Consigne donnée A
Reproduisez sans rien changer les lignes des enregistrements, de celle qui contient « The component shall place one marker per instance of the green » jusqu'à la fin des enregistrements, les deux bornes comprises.

Texte fourni
Largement consacré au Ballet et à son Ecole, le rapport sur la diversité à l’Opéra de Paris se rattache à un vaste et complexe champ de questions qui touchent l’ensemble du spectacle vivant. Nous en livrons ci-dessous une synthèse, enrichie de larges extraits (les intertitres étant ceux du rapport). 

C’est peu dire qu’il était attendu. Plusieurs fois retardé, le rapport sur la Diversité à l’Opéra de Paris de l’historien et universitaire Pap Ndiaye, et de la secrétaire générale du Défenseur des Droits Constance Rivière, a été rendu public lors d’une conférence de presse par zoom le 8 février dernier. Ce mémoire d’une cinquantaine de pages est complété par un rappel des préconisations énoncées, de la lettre de mission d’Alexander Neef, directeur général de l’Opéra de Paris, aux deux rédacteurs, et du manifeste « De la question raciale à l’Opéra de Paris » lancé à l’été 2020 par une poignée d’artistes - notamment danseurs - et salariés de la maison. 

L’analyse des deux auteurs repose sur un constat sans appel : « L’Opéra national de Paris n’est pas un lieu de diversité. Disons-le franchement : dans l’ensemble, c’est un monde blanc fort éloigné de ce à quoi ressemble la société française contemporaine ». Au fil d’une réflexion nourrie par une centaine d’entretiens dans et hors de la maison, ils abordent les différents domaines dans lesquels s’exerce cette discrimination et soumettent une liste de dix-neuf propositions, allant des plus immédiates et concrètes jusqu’aux grands chantiers pour l’avenir.

Comment représenter les œuvres ?

Consigne donnée B
Mettez à jour le passage du texte sur la diversité à l'Opéra de Paris qui va de « L’analyse des deux » jusqu'à « les œuvres ? » inclus, en y remplaçant « dix-neuf » par « vingt ».

Lignes du jeu de données
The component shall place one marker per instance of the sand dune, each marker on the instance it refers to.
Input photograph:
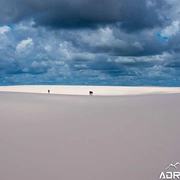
(97, 90)
(45, 137)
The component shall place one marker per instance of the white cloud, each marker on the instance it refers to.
(171, 30)
(23, 44)
(4, 29)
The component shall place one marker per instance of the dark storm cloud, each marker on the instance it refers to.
(83, 13)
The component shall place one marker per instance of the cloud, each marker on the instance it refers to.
(171, 30)
(23, 44)
(116, 42)
(4, 29)
(80, 13)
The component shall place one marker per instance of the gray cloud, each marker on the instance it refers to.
(132, 15)
(90, 42)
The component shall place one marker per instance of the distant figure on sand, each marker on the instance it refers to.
(90, 92)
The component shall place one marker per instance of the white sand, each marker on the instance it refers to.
(97, 90)
(49, 137)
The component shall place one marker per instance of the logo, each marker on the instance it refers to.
(170, 174)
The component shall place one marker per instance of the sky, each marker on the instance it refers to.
(90, 42)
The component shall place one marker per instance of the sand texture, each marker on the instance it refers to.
(57, 137)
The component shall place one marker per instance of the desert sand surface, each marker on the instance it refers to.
(97, 90)
(46, 136)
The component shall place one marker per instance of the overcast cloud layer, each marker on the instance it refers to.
(100, 42)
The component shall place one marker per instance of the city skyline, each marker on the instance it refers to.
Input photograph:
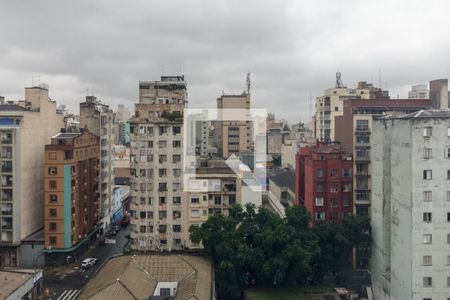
(216, 44)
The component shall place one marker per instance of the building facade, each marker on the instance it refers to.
(353, 131)
(439, 93)
(324, 180)
(419, 91)
(25, 127)
(100, 120)
(331, 104)
(71, 194)
(156, 165)
(411, 206)
(233, 136)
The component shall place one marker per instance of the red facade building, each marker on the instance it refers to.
(324, 181)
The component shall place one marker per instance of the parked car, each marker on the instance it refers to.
(125, 220)
(88, 262)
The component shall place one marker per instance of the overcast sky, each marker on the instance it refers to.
(290, 48)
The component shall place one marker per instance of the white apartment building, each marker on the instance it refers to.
(25, 127)
(156, 156)
(411, 206)
(419, 91)
(100, 120)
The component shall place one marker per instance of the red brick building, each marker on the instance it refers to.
(324, 181)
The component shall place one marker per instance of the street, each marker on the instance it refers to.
(65, 283)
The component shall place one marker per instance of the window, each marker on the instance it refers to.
(319, 188)
(346, 202)
(53, 198)
(176, 129)
(176, 214)
(52, 171)
(346, 172)
(52, 184)
(52, 226)
(162, 144)
(320, 216)
(333, 188)
(427, 260)
(162, 187)
(319, 201)
(427, 282)
(427, 238)
(52, 212)
(427, 131)
(347, 187)
(427, 174)
(334, 173)
(427, 196)
(176, 172)
(162, 228)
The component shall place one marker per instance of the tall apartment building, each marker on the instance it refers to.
(214, 189)
(411, 206)
(330, 105)
(25, 127)
(353, 131)
(324, 181)
(419, 91)
(156, 165)
(439, 93)
(233, 136)
(71, 194)
(100, 120)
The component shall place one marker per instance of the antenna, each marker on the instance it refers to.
(339, 83)
(380, 83)
(248, 83)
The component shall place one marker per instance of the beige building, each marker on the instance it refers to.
(156, 165)
(233, 136)
(214, 189)
(25, 127)
(331, 105)
(100, 120)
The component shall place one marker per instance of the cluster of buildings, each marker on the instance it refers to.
(58, 190)
(66, 178)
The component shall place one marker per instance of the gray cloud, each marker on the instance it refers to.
(291, 47)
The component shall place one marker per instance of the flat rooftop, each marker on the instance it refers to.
(137, 276)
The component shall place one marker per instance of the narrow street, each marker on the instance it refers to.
(65, 283)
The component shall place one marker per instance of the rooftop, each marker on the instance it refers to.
(11, 281)
(283, 177)
(137, 276)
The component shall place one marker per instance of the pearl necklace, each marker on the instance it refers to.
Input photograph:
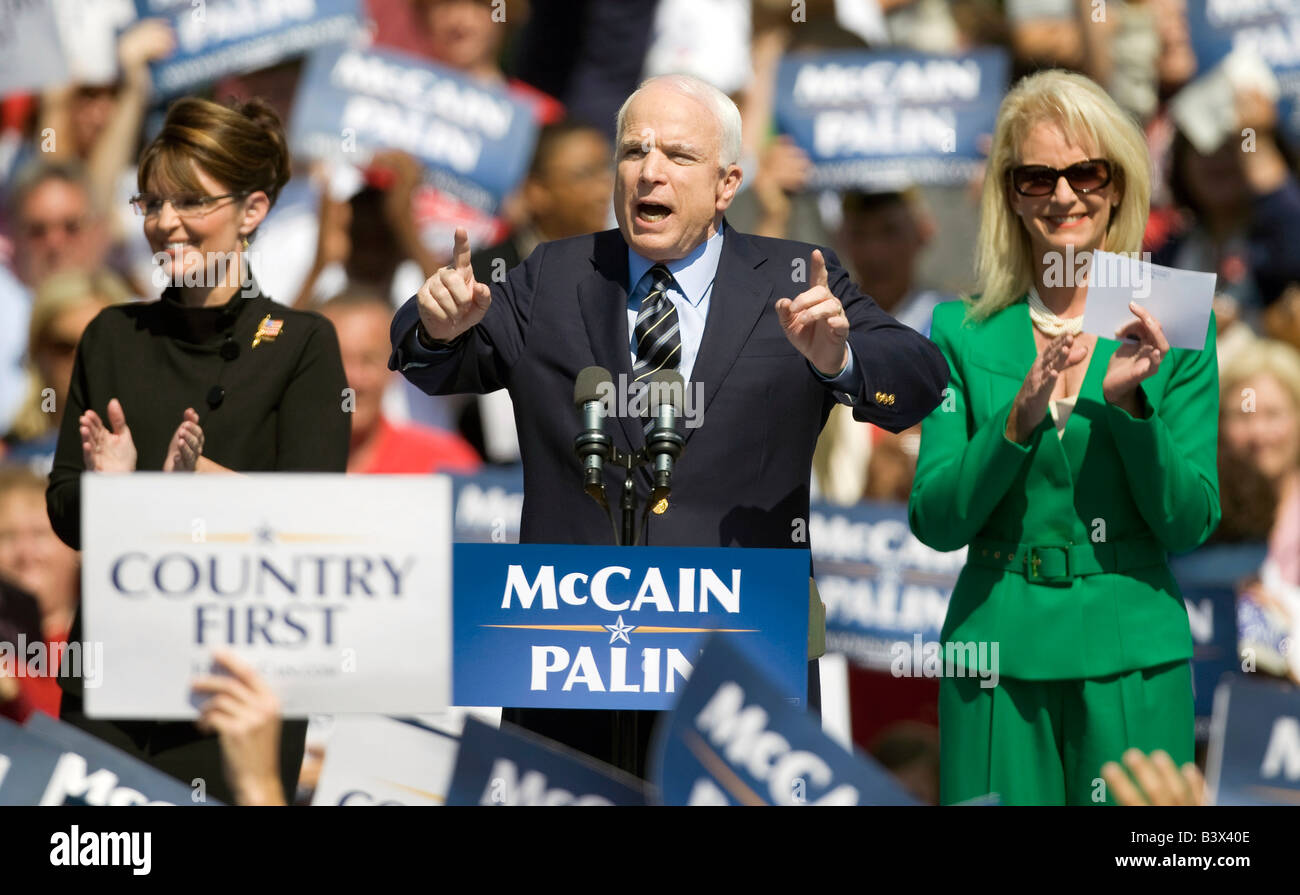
(1049, 324)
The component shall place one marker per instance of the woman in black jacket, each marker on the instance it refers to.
(212, 377)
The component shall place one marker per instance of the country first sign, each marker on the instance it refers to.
(599, 627)
(336, 588)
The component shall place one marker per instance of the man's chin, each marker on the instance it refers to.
(655, 246)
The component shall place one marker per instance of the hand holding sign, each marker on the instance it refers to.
(815, 323)
(450, 301)
(245, 713)
(1134, 362)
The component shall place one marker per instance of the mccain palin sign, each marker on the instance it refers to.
(1266, 29)
(475, 139)
(216, 38)
(882, 587)
(603, 627)
(887, 120)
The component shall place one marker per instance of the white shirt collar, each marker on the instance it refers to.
(693, 273)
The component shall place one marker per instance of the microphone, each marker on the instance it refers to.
(663, 442)
(592, 445)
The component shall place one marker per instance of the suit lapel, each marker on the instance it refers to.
(603, 301)
(737, 301)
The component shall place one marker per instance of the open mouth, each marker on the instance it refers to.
(651, 212)
(1066, 220)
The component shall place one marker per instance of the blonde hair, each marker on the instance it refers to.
(57, 293)
(1004, 258)
(1265, 357)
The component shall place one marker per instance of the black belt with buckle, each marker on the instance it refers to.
(1056, 563)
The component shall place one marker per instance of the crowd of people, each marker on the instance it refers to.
(91, 198)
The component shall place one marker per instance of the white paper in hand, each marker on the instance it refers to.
(1179, 299)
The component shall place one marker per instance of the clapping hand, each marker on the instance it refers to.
(186, 445)
(107, 449)
(1134, 362)
(1031, 401)
(815, 323)
(1158, 781)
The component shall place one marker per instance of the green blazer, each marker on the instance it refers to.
(1110, 483)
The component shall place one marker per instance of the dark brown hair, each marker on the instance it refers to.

Réponse complète A
The component shall place one marker per instance of the green blazer, each marker on the instance it refers to.
(1110, 483)
The component shall place one marker per instance of the dark brown hair, each marker on the instance it refers to.

Réponse complète B
L’analyse des deux auteurs repose sur un constat sans appel : « L’Opéra national de Paris n’est pas un lieu de diversité. Disons-le franchement : dans l’ensemble, c’est un monde blanc fort éloigné de ce à quoi ressemble la société française contemporaine ». Au fil d’une réflexion nourrie par une centaine d’entretiens dans et hors de la maison, ils abordent les différents domaines dans lesquels s’exerce cette discrimination et soumettent une liste de vingt propositions, allant des plus immédiates et concrètes jusqu’aux grands chantiers pour l’avenir.

Comment représenter les œuvres ?